● 抜粋
______

アジア・マップ Vol.03 | バングラデシュ

《総説》
バングラデシュのベンガルトラ

鈴木愛(立命館大学OIC総合研究機構 助教)

バングラデシュ人民共和国(以下、バングラデシュ)は、総面積が約147,500km2 (Ministry of Foreign Affairs Bangladesh, 2025)、北海道の2倍程度の広さである。デルタの国でもあるバングラデシュは、定義によっては国土面積の50%以上が湿地ともされる水の国である(Khan et al. 1994)。バングラデシュ西部から南東へと流れるパドマ川、北から南へと流れるジャムナ川、北東部から流れるメグナ川の3つの大河川が国の中央部で合流し、ベンガル湾へと流れる。さらに約400以上の川と、373のHaor(ハオール)と呼ばれる内陸湿地が存在する(Ministry of Water resource 2016)。

多くの湿地を抱えるバングラデシュだが、最も知名度が高い湿地はシュンドルボン(Sundarbans)であろう。シュンドルボンはバングラデシュとインドにまたがる世界最大のマングローブ林であり、面積は両国合わせて140,000haにも及ぶ。ユネスコの世界遺産にも指定されているシュンドルボンはベンガル語で「美しい森」を意味する。また、トラ (Panthera tigris)の生息地としても有名である。シュンドルボンに生息しているトラは、ベンガルトラ(Panthera tigris tigris)でインド亜大陸に生息する亜種である(Goodrich et al. 2022)。以前は広範囲に分布していたとされるが、近年では生息地の消失や餌動物の減少などにより絶滅が危ぶまれており、バングラデシュではシュンドルボンにしか残っていないと考えられている。

______

● 提示資料
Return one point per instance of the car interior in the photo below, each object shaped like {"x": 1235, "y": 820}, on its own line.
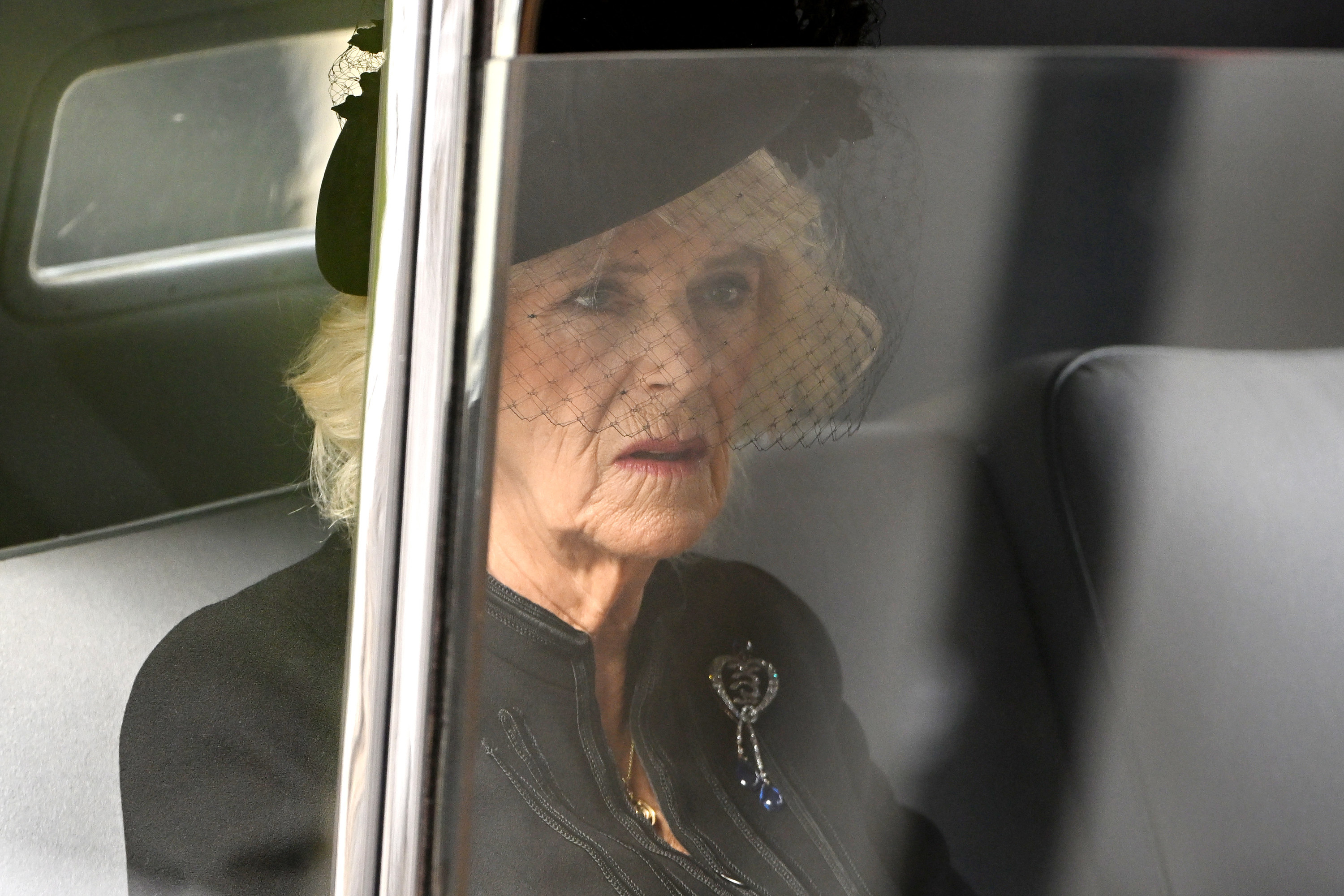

______

● 課題の内容
[A] 次の(i)〜(iii)が、バングラデシュのベンガルトラについての抜粋の内容と合っているかを判定すること。それぞれ「はい」か「いいえ」で答え、判断の決め手となる本文の語句をそのまま引用すること。
(i) シュンドルボンはベンガル語で「美しい森」を意味する。
(ii) バングラデシュの総面積は北海道とほぼ同じ広さである。
(iii) バングラデシュでは、ベンガルトラはシュンドルボン以外の地域にも広く残っている。
[B] バングラデシュのベンガルトラについての文章を、最後の文に続けて書き継いでください。

● 解答
[A]
(i) はい。「シュンドルボンはベンガル語で「美しい森」を意味する」
(ii) いいえ。「北海道の2倍程度の広さである」
(iii) いいえ。「バングラデシュではシュンドルボンにしか残っていないと考えられている」

[B]
このベンガルトラであるが、バングラデシュでは多くの人が「ロイヤルベンガルトラ」と呼ぶ。この「ロイヤル(Royal)」とはどこから来て、どのような意味をもっているのだろうか。動物学部出身の学生も、なぜ「ロイヤル」をつけるのかなど考えたことがないそうだ。科学的にはインドやネパールに生息しているベンガルトラと同じ亜種であり、動物学部出身であればもちろん知っているはずなのだが、どうやらそういう問題ではなさそうである。動物学部の教授に聞いてみたりしたのだが、「ロイヤル」の由来や意味は、いまだによくわからない。

このロイヤルベンガルトラが、バングラデシュの日常の中で特別な位置を占めていることは、調べれば調べるほど見えてくる。例えば、国民的なスポーツであるクリケットのバングラデシュ代表のユニフォームの胸には、ロイヤルベンガルトラが描かれている。多くの国民が熱狂するクリケットの国際試合において、他国に勝利し歓喜する代表選手をテレビや新聞、インターネットで目にするとき、そこにはいつもロイヤルベンガルトラがいるのである。また、ロイヤルベンガルトラは公立小学校の教科書においても唯一無二の存在を放つ。ロイヤルベンガルトラが登場するのは理科だけではない。ベンガル語や文化など自国のことを学ぶBanglaという教科にも登場し、「カンガルーといえばオーストラリア、ライオンといえばアフリカのように、ロイヤルベンガルトラといえばバングラデシュである。そして、そのトラが生息しているのがシュンドルボンである」「ロイヤルベンガルトラは重要な国の宝であり、守らなければならない」と特別扱いなのである。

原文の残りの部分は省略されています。